● SOURCE TEXT:
============================================================
People say “Stop and smell the roses”; I say “Stop and listen to the music” but don’t really stop because if there is music then there is movement, there is dance.

Music is everywhere, all the time. You just have to listen. Okay, there is the obvious music – leaves rustling, birds, squirrels chattering; and the sound of the wind. Some of you may hear the music of traffic – different cars make different sounds, even the rhythm of a line of cars going over a speed bump. The cacophony of honking horns, some with high notes, some with low added to the revving of motors – the varoom, varoom and the bleat, bleat – can you feel the beat?

And the magic? I’m always playing music in my head – it’s not imaginary music, it’s real – I hear it, and dance to it. Did you ever watch people walking on a busy street – they are all walking in different rhythms, and don’t you add the melody to the beat – in your head? If you are part of that crowd, don’t you pick up the rhythm and walk along to it: sharing the music, sharing the rhythm. There’s magic in that. In that moment in time you, and all those other people, are communicating, sending, back and forth, calling out to each other, call and response. It’s magic.

I love the music of the city. There’s a church nearby whose bells toll each hour; the Mr. Frosty truck that comes by each afternoon, the sound right this minute of a car going by outside the house – first a low swoosh that crescendos and fades; loud trucks, soft cars; some take longer to fade, and I sway to the swoosh.

People remind me of songs – That song and that person will forever be connected in my mind. Some times it’s their song I hear. The song that is THEM; that is their heart beat, their life force dancing through their body and brain.

We are music. The first sounds we hear are music – the beating of our mother’s heart; of our own. The low notes – we hear them first. Warm, dark, comforting. Rhythm – babies love the rhythm – rock them and they are soothed; swing them gently back and forth; our earliest memories, our first memories, are musical – rhythm and melody. The beat of the heart, the melody of the movement of the fluid we float in…our first memories. We share these memories, tho different rhythms and different melodies, and sing out to each other – hear me, hear my music.

Listen – the world is never silent, nor are we. Clear your mind and then listen – can you hear your song? Can you hear mine?
============================================================
● GOAL:
Write out the essay on everyday music word for word, starting with "And the magic?" and going on through "to the swoosh.". The data that follows has no connection to the essay on everyday music.
============================================================
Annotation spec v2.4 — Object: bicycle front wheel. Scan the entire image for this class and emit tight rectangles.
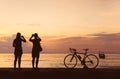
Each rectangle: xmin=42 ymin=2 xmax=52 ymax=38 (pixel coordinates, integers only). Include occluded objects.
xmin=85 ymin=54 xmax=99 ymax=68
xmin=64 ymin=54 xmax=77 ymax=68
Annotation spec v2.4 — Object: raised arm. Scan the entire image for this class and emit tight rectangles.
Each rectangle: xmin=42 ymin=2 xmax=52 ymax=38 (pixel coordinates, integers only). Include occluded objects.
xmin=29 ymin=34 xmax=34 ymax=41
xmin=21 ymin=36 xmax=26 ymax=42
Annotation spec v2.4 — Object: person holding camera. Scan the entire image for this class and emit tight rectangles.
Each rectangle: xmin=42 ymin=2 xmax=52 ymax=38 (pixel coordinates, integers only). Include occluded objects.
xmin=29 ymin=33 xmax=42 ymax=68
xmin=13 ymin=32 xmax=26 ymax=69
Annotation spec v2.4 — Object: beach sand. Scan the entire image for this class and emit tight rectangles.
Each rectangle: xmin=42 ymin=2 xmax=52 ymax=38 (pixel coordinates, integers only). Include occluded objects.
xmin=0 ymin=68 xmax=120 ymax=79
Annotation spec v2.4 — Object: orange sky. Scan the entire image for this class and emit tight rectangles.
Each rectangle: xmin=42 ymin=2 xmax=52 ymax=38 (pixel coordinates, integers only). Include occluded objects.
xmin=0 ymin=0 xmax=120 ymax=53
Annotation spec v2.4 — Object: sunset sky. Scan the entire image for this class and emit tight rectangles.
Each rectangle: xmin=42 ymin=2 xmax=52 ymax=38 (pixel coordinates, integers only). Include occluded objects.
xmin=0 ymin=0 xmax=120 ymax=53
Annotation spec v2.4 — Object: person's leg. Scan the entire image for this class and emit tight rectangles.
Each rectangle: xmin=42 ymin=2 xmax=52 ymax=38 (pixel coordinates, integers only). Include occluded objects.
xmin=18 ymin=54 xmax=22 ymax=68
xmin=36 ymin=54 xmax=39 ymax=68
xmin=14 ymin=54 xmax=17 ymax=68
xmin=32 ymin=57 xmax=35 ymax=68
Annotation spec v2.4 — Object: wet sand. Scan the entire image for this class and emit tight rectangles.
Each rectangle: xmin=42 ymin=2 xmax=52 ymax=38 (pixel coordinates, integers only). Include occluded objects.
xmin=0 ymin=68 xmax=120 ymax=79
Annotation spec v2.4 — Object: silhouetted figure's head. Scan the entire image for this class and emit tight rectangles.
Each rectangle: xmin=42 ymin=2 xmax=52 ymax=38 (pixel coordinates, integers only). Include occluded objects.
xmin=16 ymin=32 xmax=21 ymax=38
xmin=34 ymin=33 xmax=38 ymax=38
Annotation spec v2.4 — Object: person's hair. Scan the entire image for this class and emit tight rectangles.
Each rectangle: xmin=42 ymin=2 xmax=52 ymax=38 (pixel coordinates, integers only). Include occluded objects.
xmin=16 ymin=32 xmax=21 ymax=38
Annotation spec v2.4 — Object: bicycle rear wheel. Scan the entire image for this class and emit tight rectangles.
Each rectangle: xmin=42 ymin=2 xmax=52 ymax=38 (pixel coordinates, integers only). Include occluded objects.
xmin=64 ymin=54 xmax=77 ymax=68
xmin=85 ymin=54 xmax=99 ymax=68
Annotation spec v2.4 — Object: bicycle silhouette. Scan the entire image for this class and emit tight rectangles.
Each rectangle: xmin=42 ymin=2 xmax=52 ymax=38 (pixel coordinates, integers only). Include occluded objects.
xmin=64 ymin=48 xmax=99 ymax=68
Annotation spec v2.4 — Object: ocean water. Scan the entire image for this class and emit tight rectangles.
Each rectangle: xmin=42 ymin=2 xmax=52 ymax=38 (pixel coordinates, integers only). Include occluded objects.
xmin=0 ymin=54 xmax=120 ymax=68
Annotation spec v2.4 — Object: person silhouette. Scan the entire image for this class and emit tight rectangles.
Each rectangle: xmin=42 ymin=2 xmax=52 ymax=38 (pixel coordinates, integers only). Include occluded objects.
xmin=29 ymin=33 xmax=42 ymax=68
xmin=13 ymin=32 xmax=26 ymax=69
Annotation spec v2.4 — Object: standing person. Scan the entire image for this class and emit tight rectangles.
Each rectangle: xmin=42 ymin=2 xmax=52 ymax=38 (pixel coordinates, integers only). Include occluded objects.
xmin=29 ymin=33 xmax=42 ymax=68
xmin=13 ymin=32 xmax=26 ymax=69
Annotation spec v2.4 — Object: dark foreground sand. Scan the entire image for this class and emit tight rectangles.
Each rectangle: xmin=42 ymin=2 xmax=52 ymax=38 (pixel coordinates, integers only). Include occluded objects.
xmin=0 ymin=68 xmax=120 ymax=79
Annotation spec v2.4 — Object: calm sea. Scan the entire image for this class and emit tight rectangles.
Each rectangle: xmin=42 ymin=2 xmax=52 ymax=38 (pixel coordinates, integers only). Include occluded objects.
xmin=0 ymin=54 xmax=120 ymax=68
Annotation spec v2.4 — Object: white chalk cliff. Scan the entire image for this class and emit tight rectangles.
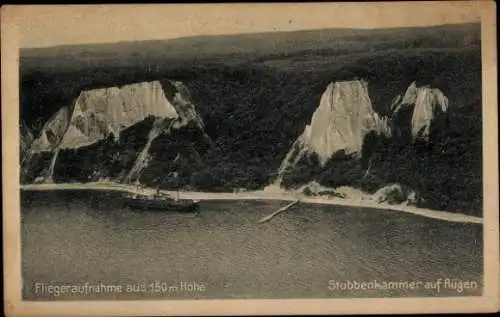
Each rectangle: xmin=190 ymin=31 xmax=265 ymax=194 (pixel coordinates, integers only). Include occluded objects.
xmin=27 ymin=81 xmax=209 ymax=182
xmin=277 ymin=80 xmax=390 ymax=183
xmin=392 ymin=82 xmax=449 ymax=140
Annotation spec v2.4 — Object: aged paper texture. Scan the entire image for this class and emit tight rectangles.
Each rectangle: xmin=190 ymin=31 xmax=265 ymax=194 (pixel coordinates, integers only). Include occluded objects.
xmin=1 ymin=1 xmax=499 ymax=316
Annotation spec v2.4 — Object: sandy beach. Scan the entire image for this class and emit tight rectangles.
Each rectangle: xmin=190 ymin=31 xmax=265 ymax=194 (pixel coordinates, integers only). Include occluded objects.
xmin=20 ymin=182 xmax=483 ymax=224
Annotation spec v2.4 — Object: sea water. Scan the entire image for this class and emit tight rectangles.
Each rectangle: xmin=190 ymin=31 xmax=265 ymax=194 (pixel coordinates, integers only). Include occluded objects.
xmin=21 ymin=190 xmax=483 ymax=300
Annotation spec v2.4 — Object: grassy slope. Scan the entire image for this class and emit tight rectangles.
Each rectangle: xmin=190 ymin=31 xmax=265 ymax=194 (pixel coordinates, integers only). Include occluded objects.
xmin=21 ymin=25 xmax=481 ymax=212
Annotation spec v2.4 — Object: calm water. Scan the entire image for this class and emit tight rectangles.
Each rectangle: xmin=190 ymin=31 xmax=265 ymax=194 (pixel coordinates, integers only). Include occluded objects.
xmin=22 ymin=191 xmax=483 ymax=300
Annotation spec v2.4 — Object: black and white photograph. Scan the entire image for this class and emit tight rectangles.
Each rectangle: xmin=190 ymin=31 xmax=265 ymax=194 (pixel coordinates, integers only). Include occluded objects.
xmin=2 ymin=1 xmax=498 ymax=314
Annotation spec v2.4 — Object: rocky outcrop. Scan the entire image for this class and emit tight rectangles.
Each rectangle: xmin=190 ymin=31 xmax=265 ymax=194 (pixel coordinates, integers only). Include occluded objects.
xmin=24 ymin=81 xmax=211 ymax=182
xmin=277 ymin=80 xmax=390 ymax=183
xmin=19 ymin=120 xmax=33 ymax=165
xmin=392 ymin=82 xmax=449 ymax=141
============================================================
● EXERCISE SOLUTION:
And the magic? I’m always playing music in my head – it’s not imaginary music, it’s real – I hear it, and dance to it. Did you ever watch people walking on a busy street – they are all walking in different rhythms, and don’t you add the melody to the beat – in your head? If you are part of that crowd, don’t you pick up the rhythm and walk along to it: sharing the music, sharing the rhythm. There’s magic in that. In that moment in time you, and all those other people, are communicating, sending, back and forth, calling out to each other, call and response. It’s magic.

I love the music of the city. There’s a church nearby whose bells toll each hour; the Mr. Frosty truck that comes by each afternoon, the sound right this minute of a car going by outside the house – first a low swoosh that crescendos and fades; loud trucks, soft cars; some take longer to fade, and I sway to the swoosh.